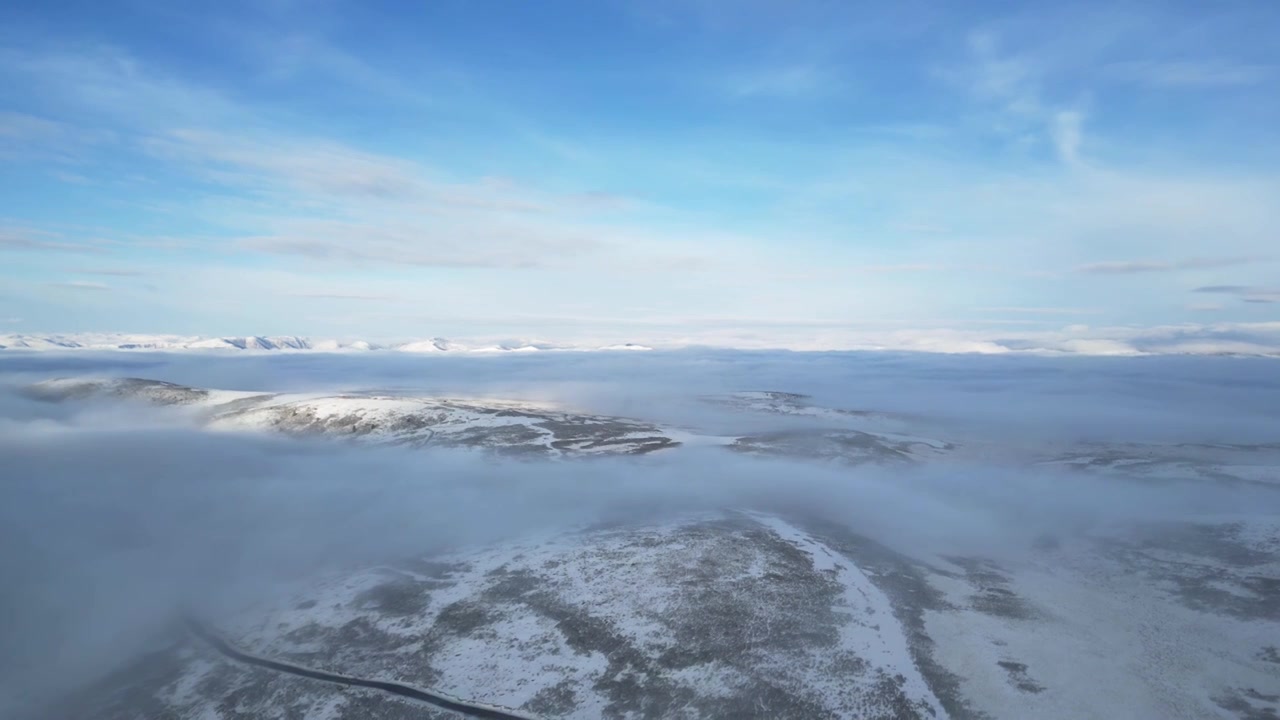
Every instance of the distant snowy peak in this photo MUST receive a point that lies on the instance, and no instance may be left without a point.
(114, 341)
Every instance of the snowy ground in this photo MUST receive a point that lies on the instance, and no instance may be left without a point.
(755, 615)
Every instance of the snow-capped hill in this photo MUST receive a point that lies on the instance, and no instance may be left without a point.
(269, 343)
(504, 427)
(434, 345)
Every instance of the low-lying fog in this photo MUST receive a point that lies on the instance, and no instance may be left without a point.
(114, 518)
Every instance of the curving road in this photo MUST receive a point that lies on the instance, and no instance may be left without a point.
(467, 707)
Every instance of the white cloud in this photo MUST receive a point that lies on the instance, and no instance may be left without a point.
(1134, 267)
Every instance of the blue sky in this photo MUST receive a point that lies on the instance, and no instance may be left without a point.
(696, 171)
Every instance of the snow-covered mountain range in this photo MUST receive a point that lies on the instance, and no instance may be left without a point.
(170, 342)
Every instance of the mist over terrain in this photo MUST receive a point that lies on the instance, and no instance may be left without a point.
(115, 516)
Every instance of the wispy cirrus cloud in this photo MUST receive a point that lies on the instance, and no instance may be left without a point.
(1247, 294)
(1191, 74)
(109, 272)
(1137, 267)
(42, 241)
(81, 285)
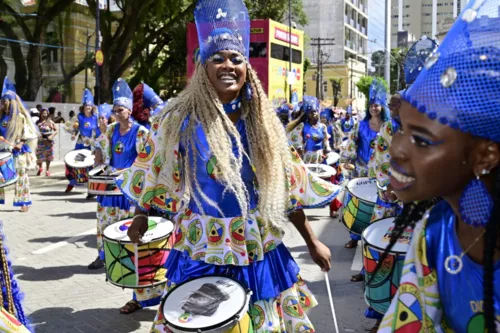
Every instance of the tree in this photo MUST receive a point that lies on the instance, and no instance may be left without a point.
(337, 90)
(32, 28)
(364, 84)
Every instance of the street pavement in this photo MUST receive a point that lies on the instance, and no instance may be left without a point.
(53, 243)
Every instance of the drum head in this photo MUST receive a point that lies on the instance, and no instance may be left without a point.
(5, 155)
(157, 228)
(363, 188)
(204, 303)
(378, 235)
(322, 170)
(81, 158)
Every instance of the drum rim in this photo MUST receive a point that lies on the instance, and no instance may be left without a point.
(364, 240)
(364, 200)
(130, 242)
(213, 327)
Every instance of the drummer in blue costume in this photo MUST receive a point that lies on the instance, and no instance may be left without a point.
(212, 147)
(88, 128)
(123, 142)
(361, 141)
(449, 147)
(145, 102)
(17, 128)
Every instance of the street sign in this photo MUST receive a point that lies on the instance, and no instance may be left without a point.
(99, 58)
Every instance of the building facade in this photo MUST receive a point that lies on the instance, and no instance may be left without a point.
(412, 19)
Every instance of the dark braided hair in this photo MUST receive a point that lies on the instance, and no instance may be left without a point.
(490, 245)
(411, 214)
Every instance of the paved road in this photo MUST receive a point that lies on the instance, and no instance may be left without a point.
(53, 243)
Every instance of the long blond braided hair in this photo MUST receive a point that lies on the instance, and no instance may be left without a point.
(269, 153)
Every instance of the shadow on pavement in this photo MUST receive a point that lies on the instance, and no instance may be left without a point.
(89, 241)
(105, 320)
(53, 273)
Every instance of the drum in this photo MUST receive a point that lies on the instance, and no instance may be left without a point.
(137, 266)
(379, 293)
(8, 174)
(78, 164)
(103, 185)
(322, 171)
(332, 158)
(359, 203)
(213, 304)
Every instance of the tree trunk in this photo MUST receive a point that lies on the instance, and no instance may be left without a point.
(34, 73)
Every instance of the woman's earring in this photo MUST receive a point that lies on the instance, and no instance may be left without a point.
(476, 203)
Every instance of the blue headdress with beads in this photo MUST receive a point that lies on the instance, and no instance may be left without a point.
(222, 25)
(416, 57)
(460, 83)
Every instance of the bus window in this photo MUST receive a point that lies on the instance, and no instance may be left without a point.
(258, 50)
(283, 53)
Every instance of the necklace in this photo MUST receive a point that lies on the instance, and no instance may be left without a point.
(454, 264)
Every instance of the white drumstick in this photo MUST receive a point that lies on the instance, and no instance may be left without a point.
(327, 280)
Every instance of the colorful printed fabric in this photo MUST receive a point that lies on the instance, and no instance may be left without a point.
(22, 195)
(426, 300)
(156, 180)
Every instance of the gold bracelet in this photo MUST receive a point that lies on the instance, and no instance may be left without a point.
(140, 215)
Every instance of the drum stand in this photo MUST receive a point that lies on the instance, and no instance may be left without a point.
(327, 280)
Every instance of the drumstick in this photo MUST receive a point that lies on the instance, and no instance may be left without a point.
(327, 280)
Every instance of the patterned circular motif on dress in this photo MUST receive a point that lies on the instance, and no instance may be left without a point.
(254, 250)
(147, 151)
(137, 183)
(303, 328)
(258, 316)
(292, 307)
(194, 232)
(231, 259)
(215, 232)
(237, 229)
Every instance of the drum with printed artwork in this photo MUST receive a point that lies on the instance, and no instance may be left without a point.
(137, 266)
(209, 304)
(359, 203)
(381, 286)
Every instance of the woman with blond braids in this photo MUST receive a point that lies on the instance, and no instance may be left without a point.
(17, 129)
(209, 150)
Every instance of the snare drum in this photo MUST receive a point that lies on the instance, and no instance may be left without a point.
(8, 174)
(137, 266)
(78, 164)
(379, 293)
(359, 203)
(211, 304)
(103, 185)
(322, 171)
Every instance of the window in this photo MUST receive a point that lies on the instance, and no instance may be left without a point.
(258, 50)
(283, 53)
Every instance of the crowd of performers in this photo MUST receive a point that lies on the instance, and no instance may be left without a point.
(228, 171)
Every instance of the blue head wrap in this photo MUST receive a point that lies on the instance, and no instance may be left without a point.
(87, 98)
(8, 90)
(222, 25)
(150, 97)
(460, 83)
(378, 94)
(309, 104)
(122, 95)
(104, 110)
(416, 57)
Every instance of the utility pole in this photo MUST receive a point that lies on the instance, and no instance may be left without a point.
(319, 42)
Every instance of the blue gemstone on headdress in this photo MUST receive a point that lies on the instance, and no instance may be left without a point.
(222, 25)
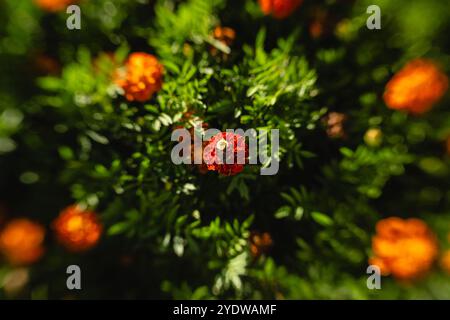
+--
Directions for this task:
Could you set down the records above word for word, without any of the pictures?

Exercise output:
Every instance of the distant snowy peak in this photo MUST receive a point that lies on the instance, and no instance may be left without a point.
(114, 341)
Every instance of the snowy ground in this photo MUST receive a point that lies on the instance, and no instance may be left without a point.
(755, 615)
Every instance of the snow-capped hill in this photo MUST receive a point that lies on the instance, and no instance may be left without a point.
(269, 343)
(504, 427)
(434, 345)
Every instance of the low-lying fog in this photo MUST receive a point that lies on the instance, and no instance may be left without a point.
(114, 518)
Every instance of the curving road in this photo MUST receive a point that lies on the instance, and no instance may be left without a point.
(467, 707)
Every instance of the white cloud in this photo MUST receive a point that lies on the instance, and no instance may be left without a point.
(1134, 267)
Every instance of the blue sky in this photo MUST receive a point that lies on the instance, and no instance may be left without a point.
(696, 171)
Every instance of the snow-covered mountain range in this photo MUST receive a point that lies on the instance, and no instance may be left without a point.
(170, 342)
Every instance of the mist over terrain in this photo MUST receive a point that lies on the instance, and no instance may be left without a point.
(115, 516)
Every instance of the wispy cirrus cloud in this photo MUST receive a point that lies on the instance, and no instance may be left without a point.
(1247, 294)
(1191, 74)
(109, 272)
(1137, 267)
(42, 241)
(81, 285)
Every instance of the tree in this photo MUST receive a point that lies on the instance, and no instance may be left without a point.
(337, 90)
(32, 28)
(364, 84)
Every instance of the street pavement in this photo MUST receive a point that lies on the instance, and no instance may be left without a point.
(53, 243)
Every instance of the drum head in this photo MUST receive a point that lies on the instance, and no instance may be left without a point.
(5, 155)
(157, 228)
(363, 188)
(204, 303)
(378, 235)
(322, 170)
(81, 158)
Every instance of the drum rim in this photo MUST receive a point that lies on the instance, and no instance may be left without a point.
(364, 240)
(364, 200)
(130, 242)
(213, 327)
Every instance of the drummer in blue costume in this photo MUST receive a point that lies on the instance, and no instance may be left without a point.
(212, 147)
(88, 128)
(123, 142)
(361, 141)
(449, 147)
(145, 102)
(17, 128)
Every instance of the street sign in this photo MUST receive a point that lies on the instance, and no instance may be left without a point.
(99, 58)
Every instance of the building facade in this photo MUST receive a point that lies on the instance, and no instance may be left without a point.
(412, 19)
Every instance of the dark braided hair in this photo MUST receive a point that lies on the instance, and no instance may be left without a point.
(490, 245)
(411, 214)
Every instance of the paved road in this photo MUST receive a point that lies on the instance, and no instance may be left without a point.
(53, 243)
Every instance of the long blond braided hair in this photo MUST receive a point that lies on the instance, and no instance may be left without a point.
(269, 153)
Every instance of the shadow on pavement in this photo MUST receive a point that lies on the instance, and no instance may be left without a point.
(89, 241)
(105, 320)
(53, 273)
Every instance of the drum in this photo MUST receive a point that lies on the instance, and no instance may be left without a point.
(137, 266)
(379, 293)
(8, 174)
(78, 164)
(103, 185)
(322, 171)
(332, 158)
(359, 203)
(213, 304)
Every instance of the tree trunk in this photo MUST receive a point that lies on the instance, and no instance may be left without a point.
(34, 73)
Every instance of the woman's earring in this photo MUST receive a point that lies on the instance, and no instance may be left without a point.
(476, 203)
Every instance of the blue headdress with beads in this photo MUST receive a point that lies on the instance, and no instance may be left without a point.
(222, 25)
(416, 57)
(460, 83)
Every instance of the bus window in this photo MUST receive a point that lies on the instance, and no instance may be left without a point.
(258, 50)
(283, 53)
Every instance of the necklace in this photo MUST receive a point that lies on the instance, and no instance may be left without a point.
(454, 264)
Every instance of the white drumstick in this photo MUST receive a point that lies on the instance, and no instance may be left without a point.
(327, 280)
Every instance of the colorful printed fabric in this photo MUST receive a point that lies on the instance, and no instance may be left without a point.
(22, 195)
(426, 300)
(156, 180)
Every instance of the gold bracelet in this photo MUST receive a point that lies on the instance, and no instance may be left without a point.
(140, 215)
Every instance of the drum stand in this photo MUST receive a point that lies on the instance, and no instance may be left without a point.
(327, 280)
Every instance of the drumstick in this photo MUST receive a point that lies on the instance, and no instance may be left without a point.
(327, 280)
Every instance of the patterned circular motif on dress in this photo MUST receive a point that lies on the instance, and no instance may be left without a point.
(254, 250)
(147, 151)
(137, 183)
(303, 328)
(258, 316)
(292, 307)
(194, 232)
(231, 259)
(215, 232)
(237, 229)
Every instance of the drum with printed artwork in this photo MUST receive a point that lies on the instance, and no instance may be left without a point.
(137, 266)
(209, 304)
(359, 203)
(381, 286)
Every instance of the woman with blond braids in this photo MUST receive a point that lies on the instance, and no instance may be left without a point.
(17, 129)
(209, 150)
Every instance of the snare drum in this photo MUST receive a point that lies on the instance, and no instance may be left without a point.
(8, 174)
(137, 266)
(78, 164)
(379, 293)
(359, 203)
(211, 304)
(103, 185)
(322, 171)
Every instance of the window in this photo MUST receive a point that lies on the instance, and no instance may be left without a point.
(258, 50)
(283, 53)
Every instance of the crowd of performers in this photo MUST receive a point that lies on the instance, and no instance may be left without a point.
(228, 171)
Every instance of the blue head wrap in this photo MUST receive a point that lies on the instance, and no instance may be left without a point.
(87, 98)
(8, 90)
(222, 25)
(150, 97)
(460, 83)
(378, 94)
(309, 104)
(122, 95)
(104, 110)
(416, 57)
Every instance of the utility pole in this photo MUST receive a point that lies on the instance, and no instance may be left without a point.
(319, 42)
Every instance of the blue gemstone on headdress in this photo MUST receive a point that lies on the instance, and no instance may be left without a point.
(222, 25)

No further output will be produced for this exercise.